-- BEGIN --

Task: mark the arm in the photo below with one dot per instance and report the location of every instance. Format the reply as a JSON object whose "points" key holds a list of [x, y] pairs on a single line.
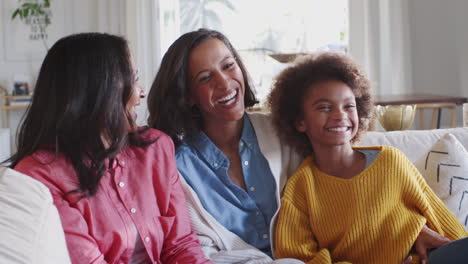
{"points": [[426, 240], [81, 245], [218, 243], [181, 244], [294, 239]]}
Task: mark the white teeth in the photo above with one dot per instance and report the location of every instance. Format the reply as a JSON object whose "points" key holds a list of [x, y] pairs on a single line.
{"points": [[337, 129], [227, 97]]}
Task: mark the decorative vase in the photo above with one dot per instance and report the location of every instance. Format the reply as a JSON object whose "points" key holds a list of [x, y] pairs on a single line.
{"points": [[395, 117]]}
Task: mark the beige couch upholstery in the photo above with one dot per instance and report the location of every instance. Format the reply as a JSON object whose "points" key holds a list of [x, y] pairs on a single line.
{"points": [[30, 227]]}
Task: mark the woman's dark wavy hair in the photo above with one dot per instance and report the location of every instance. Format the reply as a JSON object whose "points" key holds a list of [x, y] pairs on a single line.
{"points": [[290, 87], [169, 98], [80, 97]]}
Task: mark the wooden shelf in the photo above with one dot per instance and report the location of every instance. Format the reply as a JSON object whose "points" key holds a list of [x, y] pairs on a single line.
{"points": [[14, 107], [5, 106]]}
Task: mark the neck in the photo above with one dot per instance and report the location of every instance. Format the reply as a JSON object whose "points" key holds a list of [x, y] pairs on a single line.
{"points": [[225, 135], [340, 161]]}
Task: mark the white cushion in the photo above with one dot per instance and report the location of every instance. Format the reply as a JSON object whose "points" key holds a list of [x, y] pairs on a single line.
{"points": [[30, 227], [445, 168], [4, 143], [413, 143]]}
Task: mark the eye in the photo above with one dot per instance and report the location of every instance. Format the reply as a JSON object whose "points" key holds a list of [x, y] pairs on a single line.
{"points": [[324, 108], [136, 76], [204, 78], [229, 65]]}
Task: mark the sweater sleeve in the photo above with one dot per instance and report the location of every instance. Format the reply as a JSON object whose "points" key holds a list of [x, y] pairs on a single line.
{"points": [[293, 236]]}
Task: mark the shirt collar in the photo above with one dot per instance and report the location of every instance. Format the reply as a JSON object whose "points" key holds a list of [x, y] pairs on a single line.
{"points": [[212, 154], [248, 133]]}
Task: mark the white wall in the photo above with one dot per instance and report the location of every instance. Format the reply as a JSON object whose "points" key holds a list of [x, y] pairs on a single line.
{"points": [[439, 54], [69, 17]]}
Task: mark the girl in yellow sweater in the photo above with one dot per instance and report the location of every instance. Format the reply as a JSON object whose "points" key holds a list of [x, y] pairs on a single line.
{"points": [[346, 204]]}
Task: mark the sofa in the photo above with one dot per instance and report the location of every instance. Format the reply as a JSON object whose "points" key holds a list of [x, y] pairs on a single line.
{"points": [[440, 155]]}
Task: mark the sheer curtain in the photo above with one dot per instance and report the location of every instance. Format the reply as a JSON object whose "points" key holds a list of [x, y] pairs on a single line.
{"points": [[380, 41]]}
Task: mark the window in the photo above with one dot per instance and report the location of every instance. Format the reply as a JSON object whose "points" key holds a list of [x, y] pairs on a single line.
{"points": [[263, 29]]}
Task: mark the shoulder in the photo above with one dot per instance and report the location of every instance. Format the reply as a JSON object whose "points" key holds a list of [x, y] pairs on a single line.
{"points": [[300, 176], [152, 134], [186, 154]]}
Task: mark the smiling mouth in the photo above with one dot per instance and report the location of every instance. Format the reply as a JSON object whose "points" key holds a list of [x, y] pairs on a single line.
{"points": [[338, 129], [228, 99]]}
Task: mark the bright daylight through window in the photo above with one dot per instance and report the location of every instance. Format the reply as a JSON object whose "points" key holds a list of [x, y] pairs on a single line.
{"points": [[262, 30]]}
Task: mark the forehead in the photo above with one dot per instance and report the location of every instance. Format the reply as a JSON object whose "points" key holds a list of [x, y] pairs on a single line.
{"points": [[209, 52], [329, 89]]}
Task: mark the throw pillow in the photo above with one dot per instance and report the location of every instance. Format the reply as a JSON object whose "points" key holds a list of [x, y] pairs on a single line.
{"points": [[445, 168]]}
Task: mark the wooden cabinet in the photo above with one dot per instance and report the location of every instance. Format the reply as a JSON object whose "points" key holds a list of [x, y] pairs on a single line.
{"points": [[11, 103]]}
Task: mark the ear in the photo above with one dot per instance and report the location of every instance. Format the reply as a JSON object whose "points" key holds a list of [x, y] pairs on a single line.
{"points": [[300, 126]]}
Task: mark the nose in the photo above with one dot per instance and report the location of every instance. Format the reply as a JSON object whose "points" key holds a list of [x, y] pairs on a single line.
{"points": [[222, 80], [142, 91], [338, 114]]}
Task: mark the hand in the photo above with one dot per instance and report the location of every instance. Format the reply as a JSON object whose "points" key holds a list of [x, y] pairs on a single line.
{"points": [[428, 239]]}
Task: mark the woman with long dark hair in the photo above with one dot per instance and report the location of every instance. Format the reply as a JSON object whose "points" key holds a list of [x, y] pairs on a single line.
{"points": [[115, 185]]}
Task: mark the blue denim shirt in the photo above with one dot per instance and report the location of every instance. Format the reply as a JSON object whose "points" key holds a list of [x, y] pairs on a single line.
{"points": [[247, 213]]}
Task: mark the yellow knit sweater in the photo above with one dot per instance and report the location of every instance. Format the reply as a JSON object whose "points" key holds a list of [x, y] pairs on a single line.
{"points": [[375, 217]]}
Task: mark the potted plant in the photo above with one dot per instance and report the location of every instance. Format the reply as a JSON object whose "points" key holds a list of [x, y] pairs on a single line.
{"points": [[35, 13]]}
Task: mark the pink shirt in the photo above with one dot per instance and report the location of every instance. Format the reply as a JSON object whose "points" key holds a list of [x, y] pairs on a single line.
{"points": [[141, 189]]}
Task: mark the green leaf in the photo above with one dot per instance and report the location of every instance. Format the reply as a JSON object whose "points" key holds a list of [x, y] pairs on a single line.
{"points": [[16, 13]]}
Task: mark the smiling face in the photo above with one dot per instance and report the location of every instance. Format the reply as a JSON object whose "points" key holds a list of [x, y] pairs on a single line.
{"points": [[329, 114], [216, 82]]}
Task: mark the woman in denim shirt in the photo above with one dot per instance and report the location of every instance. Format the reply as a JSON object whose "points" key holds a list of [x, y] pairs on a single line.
{"points": [[233, 163]]}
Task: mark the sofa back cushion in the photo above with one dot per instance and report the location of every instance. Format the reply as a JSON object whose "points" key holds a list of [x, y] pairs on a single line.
{"points": [[445, 168], [414, 143]]}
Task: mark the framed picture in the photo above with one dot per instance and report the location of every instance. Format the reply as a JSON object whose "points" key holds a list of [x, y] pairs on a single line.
{"points": [[20, 88], [24, 41]]}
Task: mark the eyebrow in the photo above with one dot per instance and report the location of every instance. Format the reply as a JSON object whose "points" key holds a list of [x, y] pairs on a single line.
{"points": [[204, 70], [325, 100]]}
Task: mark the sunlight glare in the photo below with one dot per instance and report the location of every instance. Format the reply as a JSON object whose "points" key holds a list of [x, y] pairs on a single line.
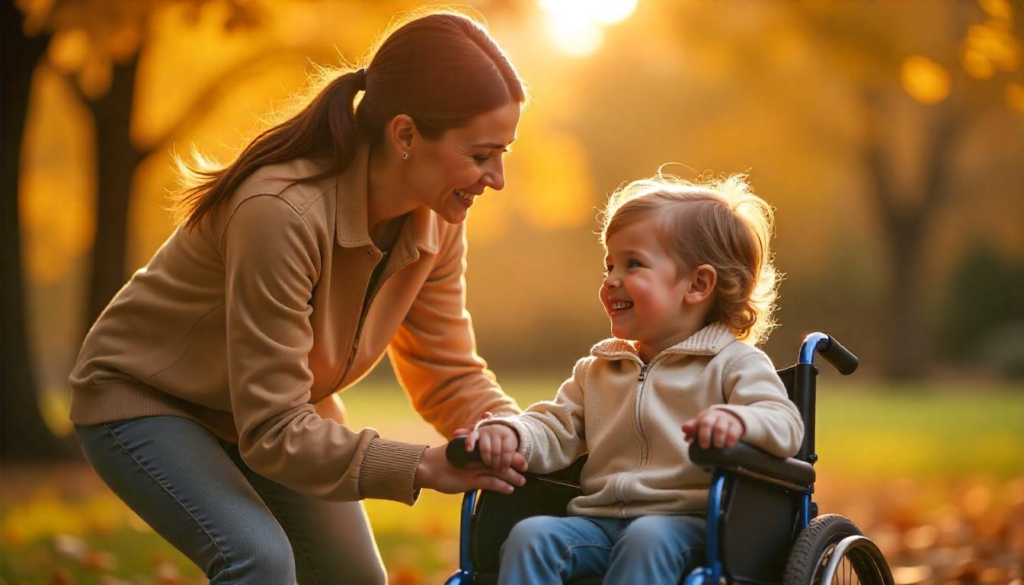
{"points": [[576, 26]]}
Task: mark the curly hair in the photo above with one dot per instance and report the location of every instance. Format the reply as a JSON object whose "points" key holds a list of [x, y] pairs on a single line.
{"points": [[716, 221]]}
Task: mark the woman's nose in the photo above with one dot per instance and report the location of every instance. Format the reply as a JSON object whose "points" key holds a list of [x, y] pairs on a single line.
{"points": [[496, 178]]}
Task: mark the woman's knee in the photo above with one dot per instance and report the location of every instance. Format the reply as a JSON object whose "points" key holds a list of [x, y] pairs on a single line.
{"points": [[257, 556]]}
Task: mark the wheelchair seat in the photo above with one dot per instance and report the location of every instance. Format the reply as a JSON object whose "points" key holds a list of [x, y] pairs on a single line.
{"points": [[763, 527]]}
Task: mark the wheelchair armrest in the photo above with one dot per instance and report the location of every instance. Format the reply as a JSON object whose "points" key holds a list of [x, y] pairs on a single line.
{"points": [[751, 461]]}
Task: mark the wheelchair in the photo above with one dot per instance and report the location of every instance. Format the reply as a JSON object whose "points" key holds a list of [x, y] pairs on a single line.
{"points": [[763, 526]]}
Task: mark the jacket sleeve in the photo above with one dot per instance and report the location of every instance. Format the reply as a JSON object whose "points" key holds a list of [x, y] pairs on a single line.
{"points": [[434, 350], [271, 263], [552, 433], [755, 393]]}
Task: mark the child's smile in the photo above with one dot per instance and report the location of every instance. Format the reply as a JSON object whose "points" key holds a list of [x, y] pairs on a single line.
{"points": [[643, 295]]}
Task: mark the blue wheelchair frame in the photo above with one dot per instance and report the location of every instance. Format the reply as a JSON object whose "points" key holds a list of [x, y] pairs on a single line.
{"points": [[712, 574]]}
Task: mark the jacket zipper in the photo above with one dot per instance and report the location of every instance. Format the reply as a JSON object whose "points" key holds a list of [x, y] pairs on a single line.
{"points": [[643, 436], [366, 310]]}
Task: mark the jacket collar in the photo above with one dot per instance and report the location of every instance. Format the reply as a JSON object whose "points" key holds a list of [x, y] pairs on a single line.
{"points": [[418, 234], [708, 341]]}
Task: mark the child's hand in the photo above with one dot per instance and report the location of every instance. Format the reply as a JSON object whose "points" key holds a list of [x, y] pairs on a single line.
{"points": [[721, 426], [498, 445]]}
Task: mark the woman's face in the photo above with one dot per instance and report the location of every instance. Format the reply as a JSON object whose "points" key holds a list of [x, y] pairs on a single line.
{"points": [[449, 173]]}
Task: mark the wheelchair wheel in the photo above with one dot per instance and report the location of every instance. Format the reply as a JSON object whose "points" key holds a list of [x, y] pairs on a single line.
{"points": [[833, 550]]}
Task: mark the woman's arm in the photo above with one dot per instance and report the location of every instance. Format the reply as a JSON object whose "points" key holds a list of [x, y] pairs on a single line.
{"points": [[271, 262], [434, 351]]}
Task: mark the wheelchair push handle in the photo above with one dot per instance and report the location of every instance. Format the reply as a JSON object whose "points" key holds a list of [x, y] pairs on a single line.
{"points": [[830, 349], [457, 454]]}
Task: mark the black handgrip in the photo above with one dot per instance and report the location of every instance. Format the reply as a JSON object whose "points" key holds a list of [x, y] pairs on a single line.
{"points": [[843, 359], [457, 454]]}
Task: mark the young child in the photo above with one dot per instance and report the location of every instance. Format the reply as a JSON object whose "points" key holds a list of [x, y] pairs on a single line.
{"points": [[689, 290]]}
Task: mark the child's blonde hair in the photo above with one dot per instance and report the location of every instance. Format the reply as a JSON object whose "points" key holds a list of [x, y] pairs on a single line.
{"points": [[719, 222]]}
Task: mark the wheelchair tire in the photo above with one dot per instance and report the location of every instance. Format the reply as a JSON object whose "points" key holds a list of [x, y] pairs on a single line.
{"points": [[861, 561]]}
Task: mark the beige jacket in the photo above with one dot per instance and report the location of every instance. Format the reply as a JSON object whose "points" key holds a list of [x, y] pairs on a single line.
{"points": [[251, 323], [629, 417]]}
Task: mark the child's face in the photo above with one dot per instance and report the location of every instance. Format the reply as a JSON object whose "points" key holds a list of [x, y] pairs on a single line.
{"points": [[642, 292]]}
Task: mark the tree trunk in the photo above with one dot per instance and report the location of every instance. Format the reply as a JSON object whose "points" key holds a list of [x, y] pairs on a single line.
{"points": [[24, 434], [116, 161]]}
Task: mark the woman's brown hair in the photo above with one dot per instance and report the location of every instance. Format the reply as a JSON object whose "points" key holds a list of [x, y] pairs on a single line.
{"points": [[441, 70], [720, 222]]}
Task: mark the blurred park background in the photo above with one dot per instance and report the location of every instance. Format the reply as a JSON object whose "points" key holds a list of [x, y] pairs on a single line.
{"points": [[889, 136]]}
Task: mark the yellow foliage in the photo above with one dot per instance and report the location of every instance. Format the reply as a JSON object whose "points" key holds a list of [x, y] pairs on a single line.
{"points": [[56, 182], [925, 80], [69, 49], [1015, 97], [549, 182], [46, 514], [988, 47], [998, 9]]}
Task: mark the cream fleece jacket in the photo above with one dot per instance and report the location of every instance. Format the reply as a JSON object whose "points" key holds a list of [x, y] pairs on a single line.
{"points": [[629, 416], [251, 323]]}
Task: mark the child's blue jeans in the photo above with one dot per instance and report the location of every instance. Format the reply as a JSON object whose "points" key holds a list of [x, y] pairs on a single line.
{"points": [[649, 550]]}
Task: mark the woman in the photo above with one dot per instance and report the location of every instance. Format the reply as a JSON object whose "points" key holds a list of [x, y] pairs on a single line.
{"points": [[204, 394]]}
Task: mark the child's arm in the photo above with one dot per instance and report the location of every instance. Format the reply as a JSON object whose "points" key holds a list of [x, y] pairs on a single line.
{"points": [[722, 428], [756, 397]]}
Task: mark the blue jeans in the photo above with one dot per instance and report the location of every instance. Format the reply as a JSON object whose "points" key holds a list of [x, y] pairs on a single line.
{"points": [[648, 549], [238, 527]]}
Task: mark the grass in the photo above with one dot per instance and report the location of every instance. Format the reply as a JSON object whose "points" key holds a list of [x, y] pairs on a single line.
{"points": [[866, 434]]}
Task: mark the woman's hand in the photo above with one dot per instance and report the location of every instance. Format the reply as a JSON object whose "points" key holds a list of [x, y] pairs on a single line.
{"points": [[498, 445], [720, 426], [464, 431], [434, 472]]}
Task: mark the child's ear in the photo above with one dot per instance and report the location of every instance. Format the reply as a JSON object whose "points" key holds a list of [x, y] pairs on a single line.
{"points": [[705, 278]]}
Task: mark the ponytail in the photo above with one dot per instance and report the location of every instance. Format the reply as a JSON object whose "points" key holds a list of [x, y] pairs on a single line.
{"points": [[324, 128], [441, 70]]}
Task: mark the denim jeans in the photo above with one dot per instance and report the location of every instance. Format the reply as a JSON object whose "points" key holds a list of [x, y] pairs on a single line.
{"points": [[648, 550], [238, 527]]}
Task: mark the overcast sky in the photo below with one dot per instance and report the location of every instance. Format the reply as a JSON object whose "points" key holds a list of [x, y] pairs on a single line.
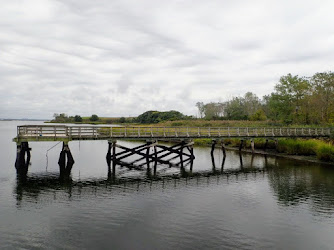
{"points": [[124, 57]]}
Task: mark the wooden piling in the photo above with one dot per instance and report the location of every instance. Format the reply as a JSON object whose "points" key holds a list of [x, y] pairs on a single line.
{"points": [[213, 146], [241, 145], [223, 147]]}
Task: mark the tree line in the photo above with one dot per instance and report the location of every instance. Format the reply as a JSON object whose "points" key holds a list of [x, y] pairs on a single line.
{"points": [[300, 100], [64, 118]]}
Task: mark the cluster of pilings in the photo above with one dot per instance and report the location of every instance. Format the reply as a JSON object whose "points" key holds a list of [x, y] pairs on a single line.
{"points": [[180, 154], [22, 158], [65, 161], [161, 154]]}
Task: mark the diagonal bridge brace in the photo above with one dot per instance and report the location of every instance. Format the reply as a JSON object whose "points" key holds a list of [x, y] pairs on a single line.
{"points": [[156, 156]]}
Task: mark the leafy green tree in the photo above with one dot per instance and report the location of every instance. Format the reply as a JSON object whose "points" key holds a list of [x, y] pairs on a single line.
{"points": [[77, 118], [235, 109], [259, 115], [288, 100], [156, 116], [323, 101], [94, 118]]}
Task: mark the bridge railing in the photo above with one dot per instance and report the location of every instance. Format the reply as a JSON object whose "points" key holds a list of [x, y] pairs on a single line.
{"points": [[96, 132]]}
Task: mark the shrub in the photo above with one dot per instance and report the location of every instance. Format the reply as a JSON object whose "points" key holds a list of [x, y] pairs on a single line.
{"points": [[325, 152]]}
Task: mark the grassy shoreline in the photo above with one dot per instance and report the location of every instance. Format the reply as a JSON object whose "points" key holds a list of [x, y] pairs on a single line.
{"points": [[322, 149]]}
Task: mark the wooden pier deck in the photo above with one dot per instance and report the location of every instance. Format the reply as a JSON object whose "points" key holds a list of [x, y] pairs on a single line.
{"points": [[68, 133]]}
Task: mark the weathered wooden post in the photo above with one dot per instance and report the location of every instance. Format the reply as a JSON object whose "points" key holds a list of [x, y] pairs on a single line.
{"points": [[114, 158], [223, 147], [265, 145], [22, 162], [241, 144], [213, 146], [181, 153], [241, 163], [276, 145], [252, 146], [223, 163], [65, 167], [108, 158]]}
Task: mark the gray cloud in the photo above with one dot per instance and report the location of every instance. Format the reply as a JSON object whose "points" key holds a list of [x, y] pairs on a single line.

-- END --

**Task to complete:** Locate "Task: mark the grassy" in the material, then quote the line that contains it and all lines after it through the final one.

**Result of this task:**
Task: mark the grassy shoreline in the photo above with one dot per instance and report the location of every instance. Format the reply as a JSON object whose "points" key holds a list of [x, y] pairs on a single line.
{"points": [[322, 149]]}
Task: mark the wooden pier deck in the photo above with one dot per instance and report the location of every instance. Format the reply as a JSON object whose "points" key holds a list of [x, y] pairs on a single line.
{"points": [[68, 133]]}
Task: mark the weathered wooden post in the photo above with one dot per instance and report the location of every instance. Format the reply as a JSON object whose "points" key holds a list of [x, y] pairs on a single line.
{"points": [[114, 158], [223, 147], [265, 145], [22, 162], [241, 144], [213, 146], [181, 153], [241, 163], [276, 145], [252, 146], [223, 163], [65, 167], [108, 158]]}
Task: mark the gray cloud in the photo above with one dot per instance and report the location of every instance. Format the reply as a JSON object whose "points" key holds a list of [x, y] pairs on a single line.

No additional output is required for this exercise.